Given problem: Can you write out all of the records below again, substituting "x and y positions" for "pixel coordinates" everywhere and changing nothing else? Leave the pictures out.

*** Raw data

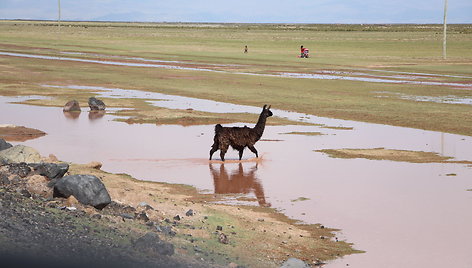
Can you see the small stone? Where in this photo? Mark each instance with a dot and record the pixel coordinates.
(96, 104)
(189, 213)
(152, 242)
(94, 165)
(71, 106)
(222, 238)
(4, 179)
(127, 216)
(25, 193)
(294, 263)
(142, 216)
(71, 201)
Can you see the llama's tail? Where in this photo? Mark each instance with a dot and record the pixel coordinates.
(218, 128)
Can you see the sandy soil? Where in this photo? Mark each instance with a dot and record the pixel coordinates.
(243, 226)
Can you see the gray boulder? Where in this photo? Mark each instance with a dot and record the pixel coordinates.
(20, 153)
(4, 145)
(72, 106)
(294, 263)
(20, 169)
(50, 170)
(96, 104)
(88, 189)
(151, 242)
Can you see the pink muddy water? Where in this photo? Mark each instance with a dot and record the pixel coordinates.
(401, 214)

******

Solution to the exercise:
Can you see the small stone? Where in this photo? Mark each instance with a dot and record the x and y positions.
(96, 104)
(189, 213)
(152, 242)
(94, 165)
(71, 106)
(222, 238)
(4, 179)
(127, 216)
(25, 193)
(294, 263)
(142, 216)
(71, 201)
Can you see the llama's tail? Where in this photo? Mark each instance with a dot and record the x and y positions.
(218, 128)
Can you see the sandy soil? Where in this photo? Mark each instance with a dot and record the x and y positions.
(243, 226)
Can you see the gray boulder? Where in this photo? Mark each instance with a dot and record the x and y positions.
(20, 153)
(4, 145)
(72, 106)
(294, 263)
(20, 169)
(50, 170)
(96, 104)
(88, 189)
(151, 242)
Can you see the pink muddy water? Where in this photo? Mark each instance with a dot and record the x and y positions.
(401, 214)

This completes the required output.